__The task__
In full and without alteration, repeat the material.

__Given data__
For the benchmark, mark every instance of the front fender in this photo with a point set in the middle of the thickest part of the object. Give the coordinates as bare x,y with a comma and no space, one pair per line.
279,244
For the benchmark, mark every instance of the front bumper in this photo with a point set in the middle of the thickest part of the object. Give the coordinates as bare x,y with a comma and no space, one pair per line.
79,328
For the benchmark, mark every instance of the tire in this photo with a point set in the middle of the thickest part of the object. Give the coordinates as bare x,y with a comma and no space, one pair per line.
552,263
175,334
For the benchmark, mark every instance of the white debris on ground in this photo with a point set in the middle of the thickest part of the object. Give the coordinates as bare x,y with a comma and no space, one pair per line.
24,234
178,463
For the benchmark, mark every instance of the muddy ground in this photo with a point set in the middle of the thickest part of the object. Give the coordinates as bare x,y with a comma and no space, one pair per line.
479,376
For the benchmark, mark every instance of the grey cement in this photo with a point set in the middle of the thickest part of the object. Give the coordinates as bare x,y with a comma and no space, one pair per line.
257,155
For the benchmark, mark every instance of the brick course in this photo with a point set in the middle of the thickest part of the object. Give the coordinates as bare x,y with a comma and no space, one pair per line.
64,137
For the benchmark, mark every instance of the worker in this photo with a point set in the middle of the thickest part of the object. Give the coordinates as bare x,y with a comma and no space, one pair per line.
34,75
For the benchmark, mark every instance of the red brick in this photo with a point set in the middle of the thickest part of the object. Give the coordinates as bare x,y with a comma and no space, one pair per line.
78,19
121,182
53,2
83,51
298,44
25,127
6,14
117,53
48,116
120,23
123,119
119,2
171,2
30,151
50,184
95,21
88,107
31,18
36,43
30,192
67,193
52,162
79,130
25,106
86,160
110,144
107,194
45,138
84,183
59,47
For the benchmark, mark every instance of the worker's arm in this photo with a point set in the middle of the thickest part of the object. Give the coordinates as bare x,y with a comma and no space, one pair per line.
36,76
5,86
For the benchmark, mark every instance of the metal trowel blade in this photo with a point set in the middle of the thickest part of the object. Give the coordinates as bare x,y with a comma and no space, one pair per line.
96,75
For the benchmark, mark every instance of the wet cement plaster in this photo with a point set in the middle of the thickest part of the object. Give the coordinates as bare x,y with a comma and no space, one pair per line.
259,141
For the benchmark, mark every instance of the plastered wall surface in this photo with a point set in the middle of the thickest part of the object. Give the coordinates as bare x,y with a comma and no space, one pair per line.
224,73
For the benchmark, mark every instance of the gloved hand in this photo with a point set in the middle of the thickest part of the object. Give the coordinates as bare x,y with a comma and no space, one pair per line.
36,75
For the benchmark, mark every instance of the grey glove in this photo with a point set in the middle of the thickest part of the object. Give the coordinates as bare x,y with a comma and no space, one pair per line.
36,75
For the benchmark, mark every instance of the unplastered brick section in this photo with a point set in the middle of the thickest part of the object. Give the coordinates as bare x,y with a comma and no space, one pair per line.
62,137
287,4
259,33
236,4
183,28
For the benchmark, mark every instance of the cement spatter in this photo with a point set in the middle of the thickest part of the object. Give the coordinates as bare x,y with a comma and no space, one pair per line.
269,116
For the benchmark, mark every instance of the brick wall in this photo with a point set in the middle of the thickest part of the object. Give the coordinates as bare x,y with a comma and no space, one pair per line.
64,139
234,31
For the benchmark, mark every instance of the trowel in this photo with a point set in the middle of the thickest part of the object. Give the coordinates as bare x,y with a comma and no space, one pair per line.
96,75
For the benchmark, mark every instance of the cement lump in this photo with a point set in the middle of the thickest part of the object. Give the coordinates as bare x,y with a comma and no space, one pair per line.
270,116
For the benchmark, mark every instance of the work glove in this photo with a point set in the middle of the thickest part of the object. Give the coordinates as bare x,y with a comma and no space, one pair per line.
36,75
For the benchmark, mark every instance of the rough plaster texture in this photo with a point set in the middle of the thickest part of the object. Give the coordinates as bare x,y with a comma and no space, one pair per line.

__Result below__
For the benchmark, mark every instance of the front fender in this photo with a point set in the middle of the thickest part of the object. Give the coordinates as bare x,y with a comma and no space, one pair per line.
279,244
For the benchmark, mark every instance of the front bumper in this photo with a point set in the middle of the thickest part of the object. Give the coordinates as bare x,y with a comma and no space, one pair per line.
79,328
For the benchmark, mark every instance of the tire in this photo with a point set in the middle of the thickest part of the object. Give the coordinates as bare x,y with a comma and no space, one pair per line.
552,263
175,334
For the benchmark, mark every instance of the white debris on ground in this photo with a point set in the middle of the thickest part of the object. Give the coordinates as bare x,y with a comma and no space, one pair per line.
24,234
178,463
For the benchmark, mark every instance of the muddy ground in this photo with a point set in the middle of the thickest part of the object. Give the coordinates as bare x,y with a comma and no space, one pair per line.
479,376
For the benchmark, mark every instance of the grey cement in this photo with a point set in the middle of the thickest part of the object. Give the coordinates as bare x,y with a comma and no space, one pair per line.
257,155
For the benchmark, mark every instance of the brick course in this photo with a point set in the middle of the thickest part of the object. Give the coordinates as bare x,y with a comma and no space, one pair per line.
64,137
For the benchmark, mark every instance of the worker in this photo with a point set in the middle of the thickest part of the object. Give the coordinates as bare x,y with a comma and no space, one pair per line.
34,75
For the benchmark, mark every instance of the red brick in this photo with a point set in the middle of the thickest part of the object. Give the coordinates as bare x,y with a comma and no space, one pair per line.
78,19
121,182
53,2
83,51
298,44
25,127
6,14
117,53
48,116
120,23
123,119
119,2
171,2
30,151
50,184
95,21
88,107
31,18
36,43
30,192
67,193
52,162
79,130
25,106
86,160
110,144
107,194
45,138
84,183
59,47
For the benchmark, mark every instance of the worker's arm in this photo with a point set in the middle of the thickest part of the object. Give the coordinates as bare x,y with a comma and no space, one pair per line.
36,76
5,86
For the benchmark, mark every instance of the metal trowel blade in this photo with a point set in the middle of the thickest part of the object. Give the coordinates as bare x,y with a comma and no space, one pair per line.
96,75
For the benchmark, mark every instance of the wet cement plaster in this photo with a point set in the middle of the thickest part of the object. Give the coordinates as bare x,y with a comma and no space, one pair per line.
259,141
For the benchmark, mark every instance of the plastered wall surface in this photo with a point set in the middle of the thickest part of the object. Give the coordinates as bare x,y with a comma and no space, one pair per line.
224,73
For the benchmark, mark every instance of the gloved hand in this photo with a point set in the middle of the thickest part of the object. Give the coordinates as bare x,y with a comma and no space, one pair per line.
36,75
For the benchmark, mark every instance of the grey glove in this photo with a point set in the middle of the thickest part of the object. Give the coordinates as bare x,y with a comma and no space, one pair per line.
36,75
For the benchmark, mark every instance of the unplastered brick section in this photo with a point set in the middle of the thickest part of the object. Give the coordinates as bare x,y with a comma and no space, one pair per line.
62,137
287,4
259,33
236,4
183,28
For the benchmark, mark every instance of the cement spatter in this photo with a point set in the middle of the thickest part of the object. Give the coordinates as bare x,y with a comma and no space, one pair per line.
269,116
For the benchmark, mark every instance of the brick wall in this photo with a point set in the middle of the thickest part of the object. Give the coordinates as bare x,y with a comma and no space, one pair per line.
64,139
234,31
For the benchmark, mark every instance of the trowel in this photo with a point set in the middle of the thickest part of the object. Give the coordinates as bare x,y with a comma and no space, one pair per line.
96,75
For the benchmark, mark every instance of the cement lump in this photo with a point set in the middle of the thickest part of the object. Give the coordinates as bare x,y with a comma and no space, one pair per line.
270,116
For the benchmark, mark every instance of the work glove in this photo with a point set in the middle of the thickest part of the object. Give the coordinates as bare x,y with a comma and no space, one pair per line.
36,75
For the benchmark, mark every instance of the rough plaster texture in this photo with a point set in the middle of the thickest part of the object. Give the coordinates as bare x,y with a comma and no space, one pair per line.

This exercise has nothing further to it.